*LIST OF TASKS:*
1/ Which header fields appear at the top of the mailing-list reply about hash checks in Make, and what value does each one give?
2/ Can you reproduce the mailing-list reply about hash checks in Make word for word, from "Obviously that will" to "an exciting idea."?
━━━━━ PASSAGE TO READ ━━━━━
[Top][All Lists]

[Date Prev][Date Next][Thread Prev][Thread Next][Date Index][Thread Index]

Re: Using hash instead of timestamps to check for changes.

From: Glen Stark
Subject: Re: Using hash instead of timestamps to check for changes.
Date: Thu, 02 Apr 2015 13:20:21 +0200

Hello Paul

Sorry to take so long to reply.  I wanted to think your input over, and
I've had a pretty heavy load lately.

Signing over the copyright, and any other legal steps won't be a
problem.  My company has no rights to work I do in my own time.  I'm
mainly worried about the technical issues, and finding the time to do
the work.  Until now I've been pretty happy to let Make run in the
background, and haven't put a lot of thought into how it works.
Obviously that will have to change.

I'd like to thank you for your thoughtful response.  I'm gratified that
you took the time to engage in a technical analysis, and start the ball
rolling on the design discussion.  The points you raised merit thought
and discussion.

After reading over your mail a couple of times, I realized that I hadn't
thought things through very well.  In fact, rather than saying "hash
instead of time", I should have said "optional additional hash check
when timestamp has changed".  I think this fixes all the performance
concerns, and opens the door to adding additional checks (like the
is-a-comment-only) check, which I think is an exciting idea.

Here are my additional thoughts:

1 Maintaining the state.

  Your point about Make not maintaining any external state beyond what
  the filesystem tracks is well made.  I'm reluctant to add the extra
  complexity of tracking extra state, and it's clear to me that this
  will likely be the source of some "Oh, I hadn't thought of that"
  moments.  But in this case I think the benefit is worth the cost.

2 Adding additional "is-changed" checks.

  You asked "what if people want to define their own "out-of-date-ness"
  test?".  I found that a really exciting idea.  As I thought about
  this, I realized I what I really want is not to replace Make's current
  behavior, but to add an additional check to the existing timestamp

   My thinking is that the timestamp is in fact an overly conservative
  test.  We never have the case that the timestamp indicates something
  *has not* been changed when in fact it has (i.e. we always build if
  something has changed), but we do have an issue that building is
  unecessarily performed, causing an undue performance penalty -- the
  cost of building the target and its dependants. Thus we get a big
  build-time win whenever the additional test takes less time than
  building the target and its dependants.

  I think it's very important that Make remain reliable from the point
  of view that if something *should* be built, it *will* be built.
  Unecessarily rebuilding something is less of a fail than failing to
  rebuild something which should be.
━━━━━ EXTRACTED INFORMATION ━━━━━
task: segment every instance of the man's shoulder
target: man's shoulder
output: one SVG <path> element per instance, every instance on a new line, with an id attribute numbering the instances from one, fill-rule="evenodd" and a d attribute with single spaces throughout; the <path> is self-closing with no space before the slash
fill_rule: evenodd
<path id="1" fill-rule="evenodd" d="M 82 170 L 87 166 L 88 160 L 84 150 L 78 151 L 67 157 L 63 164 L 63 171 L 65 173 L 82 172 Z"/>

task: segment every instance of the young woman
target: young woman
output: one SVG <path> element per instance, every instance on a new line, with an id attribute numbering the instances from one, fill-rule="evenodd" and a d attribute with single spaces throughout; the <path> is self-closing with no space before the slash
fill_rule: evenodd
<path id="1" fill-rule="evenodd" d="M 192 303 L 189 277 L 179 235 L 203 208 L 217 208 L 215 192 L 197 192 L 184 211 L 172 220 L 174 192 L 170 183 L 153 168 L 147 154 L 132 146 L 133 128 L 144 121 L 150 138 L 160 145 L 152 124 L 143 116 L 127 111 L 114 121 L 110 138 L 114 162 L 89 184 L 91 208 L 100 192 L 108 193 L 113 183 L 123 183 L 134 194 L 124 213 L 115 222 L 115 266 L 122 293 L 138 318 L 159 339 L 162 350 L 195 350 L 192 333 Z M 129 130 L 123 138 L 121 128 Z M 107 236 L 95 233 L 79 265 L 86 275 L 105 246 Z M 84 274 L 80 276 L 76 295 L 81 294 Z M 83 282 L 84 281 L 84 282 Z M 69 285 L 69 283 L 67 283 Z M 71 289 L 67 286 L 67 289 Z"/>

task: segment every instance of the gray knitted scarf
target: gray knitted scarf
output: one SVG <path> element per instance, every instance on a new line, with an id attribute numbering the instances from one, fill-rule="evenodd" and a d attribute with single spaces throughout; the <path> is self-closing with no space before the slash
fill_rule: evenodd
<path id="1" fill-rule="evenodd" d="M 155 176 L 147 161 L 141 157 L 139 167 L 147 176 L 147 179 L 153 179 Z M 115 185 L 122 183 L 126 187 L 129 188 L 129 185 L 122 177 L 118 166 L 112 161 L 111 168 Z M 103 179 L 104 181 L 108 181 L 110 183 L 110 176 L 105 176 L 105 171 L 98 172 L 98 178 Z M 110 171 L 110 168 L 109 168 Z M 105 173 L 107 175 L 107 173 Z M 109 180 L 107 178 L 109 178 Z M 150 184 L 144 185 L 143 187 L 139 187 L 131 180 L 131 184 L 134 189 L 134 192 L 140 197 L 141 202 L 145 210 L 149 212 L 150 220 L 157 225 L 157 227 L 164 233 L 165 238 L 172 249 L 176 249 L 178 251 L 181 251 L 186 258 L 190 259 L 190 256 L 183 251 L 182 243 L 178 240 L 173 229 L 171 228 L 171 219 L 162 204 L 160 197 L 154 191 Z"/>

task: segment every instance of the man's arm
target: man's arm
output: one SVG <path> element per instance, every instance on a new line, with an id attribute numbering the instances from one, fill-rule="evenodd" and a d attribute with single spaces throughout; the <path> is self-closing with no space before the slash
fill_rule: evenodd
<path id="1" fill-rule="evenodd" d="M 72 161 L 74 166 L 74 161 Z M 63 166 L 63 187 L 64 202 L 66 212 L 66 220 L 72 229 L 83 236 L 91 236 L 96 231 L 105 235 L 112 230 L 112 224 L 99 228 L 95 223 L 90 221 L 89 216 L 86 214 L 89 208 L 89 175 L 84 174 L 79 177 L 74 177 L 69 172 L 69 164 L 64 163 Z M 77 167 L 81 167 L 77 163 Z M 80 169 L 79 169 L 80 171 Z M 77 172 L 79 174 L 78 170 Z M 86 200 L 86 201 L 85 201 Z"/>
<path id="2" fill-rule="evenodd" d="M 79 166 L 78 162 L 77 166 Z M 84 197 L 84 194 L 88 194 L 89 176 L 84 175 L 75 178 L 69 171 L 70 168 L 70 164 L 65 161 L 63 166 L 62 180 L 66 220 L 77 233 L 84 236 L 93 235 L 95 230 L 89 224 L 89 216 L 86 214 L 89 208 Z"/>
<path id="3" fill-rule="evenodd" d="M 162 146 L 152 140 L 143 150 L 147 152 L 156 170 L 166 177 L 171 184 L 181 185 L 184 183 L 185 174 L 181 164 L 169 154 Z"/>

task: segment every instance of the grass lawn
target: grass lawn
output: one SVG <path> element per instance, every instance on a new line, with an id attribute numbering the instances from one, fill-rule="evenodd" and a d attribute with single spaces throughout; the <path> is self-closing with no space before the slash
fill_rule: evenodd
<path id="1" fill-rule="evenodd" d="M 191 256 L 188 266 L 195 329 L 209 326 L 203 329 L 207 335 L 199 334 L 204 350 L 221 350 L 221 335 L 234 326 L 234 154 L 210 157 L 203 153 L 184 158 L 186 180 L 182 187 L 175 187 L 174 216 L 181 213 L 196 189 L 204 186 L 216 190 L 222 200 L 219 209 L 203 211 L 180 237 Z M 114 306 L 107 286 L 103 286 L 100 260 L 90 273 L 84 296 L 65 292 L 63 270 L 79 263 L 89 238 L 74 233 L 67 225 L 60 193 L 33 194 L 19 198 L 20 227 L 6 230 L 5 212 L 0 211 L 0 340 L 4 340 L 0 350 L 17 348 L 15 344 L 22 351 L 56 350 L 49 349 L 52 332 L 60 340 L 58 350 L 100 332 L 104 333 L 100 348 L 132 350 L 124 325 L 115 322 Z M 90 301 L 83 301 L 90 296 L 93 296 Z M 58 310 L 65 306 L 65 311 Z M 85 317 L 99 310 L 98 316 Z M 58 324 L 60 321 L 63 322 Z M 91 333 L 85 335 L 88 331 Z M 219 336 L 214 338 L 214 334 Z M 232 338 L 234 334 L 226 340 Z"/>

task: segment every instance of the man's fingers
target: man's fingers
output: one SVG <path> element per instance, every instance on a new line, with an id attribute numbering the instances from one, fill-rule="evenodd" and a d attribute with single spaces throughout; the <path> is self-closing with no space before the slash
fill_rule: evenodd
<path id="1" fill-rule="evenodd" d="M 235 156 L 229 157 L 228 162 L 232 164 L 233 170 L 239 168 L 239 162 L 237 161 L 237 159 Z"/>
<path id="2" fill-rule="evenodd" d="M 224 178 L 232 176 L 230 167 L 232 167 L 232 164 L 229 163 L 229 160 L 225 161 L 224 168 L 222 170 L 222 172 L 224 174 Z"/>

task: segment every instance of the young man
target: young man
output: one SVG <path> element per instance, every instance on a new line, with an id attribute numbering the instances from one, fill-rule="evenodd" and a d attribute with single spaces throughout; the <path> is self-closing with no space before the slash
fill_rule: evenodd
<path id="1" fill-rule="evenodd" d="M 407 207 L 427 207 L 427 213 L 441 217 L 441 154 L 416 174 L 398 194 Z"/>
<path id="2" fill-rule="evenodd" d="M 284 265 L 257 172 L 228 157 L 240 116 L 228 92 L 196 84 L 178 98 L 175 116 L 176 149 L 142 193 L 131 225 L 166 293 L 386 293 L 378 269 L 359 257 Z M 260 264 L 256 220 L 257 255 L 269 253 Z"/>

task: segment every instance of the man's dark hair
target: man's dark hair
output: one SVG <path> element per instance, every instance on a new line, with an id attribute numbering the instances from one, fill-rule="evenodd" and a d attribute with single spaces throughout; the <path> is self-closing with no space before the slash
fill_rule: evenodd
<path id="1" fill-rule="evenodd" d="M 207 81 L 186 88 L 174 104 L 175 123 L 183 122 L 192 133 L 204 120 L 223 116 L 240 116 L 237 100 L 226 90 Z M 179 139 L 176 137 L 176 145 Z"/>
━━━━━
*SOLUTIONS TO THE PROBLEMS:*
1/
From: Glen Stark
Subject: Re: Using hash instead of timestamps to check for changes.
Date: Thu, 02 Apr 2015 13:20:21 +0200

2/
Obviously that will have to change.

I'd like to thank you for your thoughtful response.  I'm gratified that
you took the time to engage in a technical analysis, and start the ball
rolling on the design discussion.  The points you raised merit thought
and discussion.

After reading over your mail a couple of times, I realized that I hadn't
thought things through very well.  In fact, rather than saying "hash
instead of time", I should have said "optional additional hash check
when timestamp has changed".  I think this fixes all the performance
concerns, and opens the door to adding additional checks (like the
is-a-comment-only) check, which I think is an exciting idea.